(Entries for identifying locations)
▬▬▬▬▬▬
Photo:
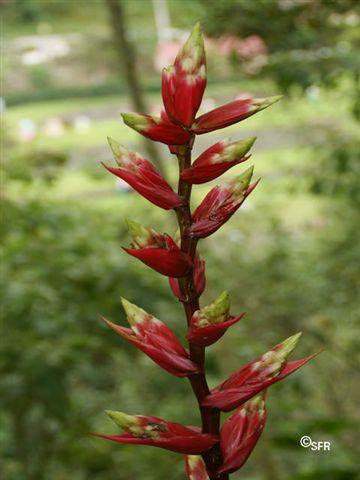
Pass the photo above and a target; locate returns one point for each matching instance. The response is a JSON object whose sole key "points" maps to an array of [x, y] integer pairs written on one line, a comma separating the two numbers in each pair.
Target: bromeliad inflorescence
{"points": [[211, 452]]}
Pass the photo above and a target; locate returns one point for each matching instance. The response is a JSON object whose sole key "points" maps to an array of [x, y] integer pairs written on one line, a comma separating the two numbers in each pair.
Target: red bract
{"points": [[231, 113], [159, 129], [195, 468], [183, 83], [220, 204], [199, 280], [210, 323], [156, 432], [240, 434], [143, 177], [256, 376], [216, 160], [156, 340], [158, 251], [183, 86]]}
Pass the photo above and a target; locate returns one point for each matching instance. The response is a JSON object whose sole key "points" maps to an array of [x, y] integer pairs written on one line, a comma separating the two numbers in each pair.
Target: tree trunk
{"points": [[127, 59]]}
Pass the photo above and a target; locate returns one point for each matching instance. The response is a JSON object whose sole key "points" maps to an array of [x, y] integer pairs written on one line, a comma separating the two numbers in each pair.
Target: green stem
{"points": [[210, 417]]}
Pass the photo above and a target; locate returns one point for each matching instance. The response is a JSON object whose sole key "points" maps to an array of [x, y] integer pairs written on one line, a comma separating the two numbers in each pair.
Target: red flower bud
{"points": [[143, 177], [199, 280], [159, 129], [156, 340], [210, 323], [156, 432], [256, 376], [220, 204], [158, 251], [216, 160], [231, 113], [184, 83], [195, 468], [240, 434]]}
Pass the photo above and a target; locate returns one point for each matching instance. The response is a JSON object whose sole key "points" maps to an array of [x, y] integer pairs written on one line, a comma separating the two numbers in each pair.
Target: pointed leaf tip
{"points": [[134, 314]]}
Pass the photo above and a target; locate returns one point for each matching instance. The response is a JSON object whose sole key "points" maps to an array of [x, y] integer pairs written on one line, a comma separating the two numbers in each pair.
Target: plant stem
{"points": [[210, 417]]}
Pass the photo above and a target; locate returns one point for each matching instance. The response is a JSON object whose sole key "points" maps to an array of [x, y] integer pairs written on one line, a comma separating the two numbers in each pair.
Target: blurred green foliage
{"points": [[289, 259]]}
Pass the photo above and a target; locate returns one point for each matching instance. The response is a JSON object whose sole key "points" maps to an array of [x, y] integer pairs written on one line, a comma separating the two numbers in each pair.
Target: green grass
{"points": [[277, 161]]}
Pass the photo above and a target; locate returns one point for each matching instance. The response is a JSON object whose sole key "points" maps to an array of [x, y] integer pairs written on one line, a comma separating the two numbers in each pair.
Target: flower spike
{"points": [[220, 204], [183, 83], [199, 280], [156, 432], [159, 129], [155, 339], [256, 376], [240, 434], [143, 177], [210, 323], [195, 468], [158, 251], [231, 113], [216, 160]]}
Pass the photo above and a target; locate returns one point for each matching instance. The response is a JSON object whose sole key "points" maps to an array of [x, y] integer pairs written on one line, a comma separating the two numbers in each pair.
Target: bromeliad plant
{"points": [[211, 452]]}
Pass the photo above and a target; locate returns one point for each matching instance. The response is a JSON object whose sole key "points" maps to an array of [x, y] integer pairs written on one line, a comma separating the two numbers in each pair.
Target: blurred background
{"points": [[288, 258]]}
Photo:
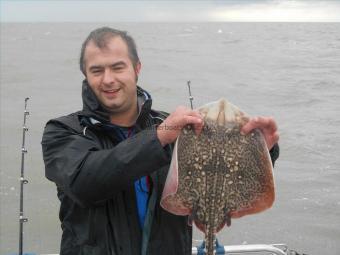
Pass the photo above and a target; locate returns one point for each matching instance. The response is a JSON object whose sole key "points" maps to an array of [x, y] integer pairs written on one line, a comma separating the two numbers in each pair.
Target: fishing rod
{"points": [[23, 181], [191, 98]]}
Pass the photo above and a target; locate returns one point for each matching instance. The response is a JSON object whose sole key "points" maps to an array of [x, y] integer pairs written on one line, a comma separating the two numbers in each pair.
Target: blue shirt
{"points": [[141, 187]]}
▬▬▬▬▬▬
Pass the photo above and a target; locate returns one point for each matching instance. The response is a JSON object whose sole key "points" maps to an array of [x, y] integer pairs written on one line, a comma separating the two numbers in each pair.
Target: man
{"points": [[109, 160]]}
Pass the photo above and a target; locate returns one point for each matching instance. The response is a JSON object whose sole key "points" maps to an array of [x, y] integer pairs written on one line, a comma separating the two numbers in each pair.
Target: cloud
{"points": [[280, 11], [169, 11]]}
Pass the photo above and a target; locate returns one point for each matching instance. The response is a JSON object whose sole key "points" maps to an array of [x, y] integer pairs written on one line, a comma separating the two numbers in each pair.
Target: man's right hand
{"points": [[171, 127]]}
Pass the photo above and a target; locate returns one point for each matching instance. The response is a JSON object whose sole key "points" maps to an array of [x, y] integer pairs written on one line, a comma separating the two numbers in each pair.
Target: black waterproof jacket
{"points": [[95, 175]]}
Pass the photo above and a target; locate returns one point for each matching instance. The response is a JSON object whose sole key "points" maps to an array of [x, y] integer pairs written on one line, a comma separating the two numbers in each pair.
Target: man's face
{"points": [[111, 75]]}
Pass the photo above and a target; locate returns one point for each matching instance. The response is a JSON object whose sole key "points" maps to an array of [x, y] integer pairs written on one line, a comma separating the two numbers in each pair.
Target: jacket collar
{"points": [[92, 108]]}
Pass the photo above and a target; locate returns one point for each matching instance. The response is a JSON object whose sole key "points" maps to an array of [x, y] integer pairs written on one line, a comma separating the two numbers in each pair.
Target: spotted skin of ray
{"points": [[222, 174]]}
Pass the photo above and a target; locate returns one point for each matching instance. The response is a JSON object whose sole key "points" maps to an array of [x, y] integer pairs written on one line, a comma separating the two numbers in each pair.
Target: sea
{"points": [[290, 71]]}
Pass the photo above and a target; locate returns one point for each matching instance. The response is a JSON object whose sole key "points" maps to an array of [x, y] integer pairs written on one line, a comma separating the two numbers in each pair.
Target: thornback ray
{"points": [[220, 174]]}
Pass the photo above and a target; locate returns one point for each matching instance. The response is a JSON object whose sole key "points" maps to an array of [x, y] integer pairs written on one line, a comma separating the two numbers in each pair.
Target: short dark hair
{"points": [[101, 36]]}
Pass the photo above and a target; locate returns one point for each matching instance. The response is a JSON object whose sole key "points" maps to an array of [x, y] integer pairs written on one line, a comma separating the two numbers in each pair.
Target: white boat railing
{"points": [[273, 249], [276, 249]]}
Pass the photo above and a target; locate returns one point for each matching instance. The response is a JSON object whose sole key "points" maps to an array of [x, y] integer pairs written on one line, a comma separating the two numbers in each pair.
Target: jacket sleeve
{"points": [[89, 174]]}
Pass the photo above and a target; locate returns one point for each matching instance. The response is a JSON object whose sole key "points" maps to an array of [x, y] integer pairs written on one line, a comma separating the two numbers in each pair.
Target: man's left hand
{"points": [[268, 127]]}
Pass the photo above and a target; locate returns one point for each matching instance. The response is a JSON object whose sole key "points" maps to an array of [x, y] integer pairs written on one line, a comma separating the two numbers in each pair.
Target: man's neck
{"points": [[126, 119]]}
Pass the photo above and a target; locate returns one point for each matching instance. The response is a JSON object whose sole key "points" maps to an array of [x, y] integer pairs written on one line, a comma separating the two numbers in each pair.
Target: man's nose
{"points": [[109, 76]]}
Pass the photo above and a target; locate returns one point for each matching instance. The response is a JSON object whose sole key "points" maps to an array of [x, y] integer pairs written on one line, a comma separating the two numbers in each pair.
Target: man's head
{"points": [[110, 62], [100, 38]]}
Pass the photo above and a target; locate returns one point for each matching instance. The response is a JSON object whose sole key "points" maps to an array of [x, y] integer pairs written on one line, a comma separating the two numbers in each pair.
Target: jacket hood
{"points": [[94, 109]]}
▬▬▬▬▬▬
[Challenge]:
List every line in the entries above that contains the string "flower". Treat uppercase and lowercase letters as distinct.

[Full answer]:
Target: red flower bud
Target: flower spike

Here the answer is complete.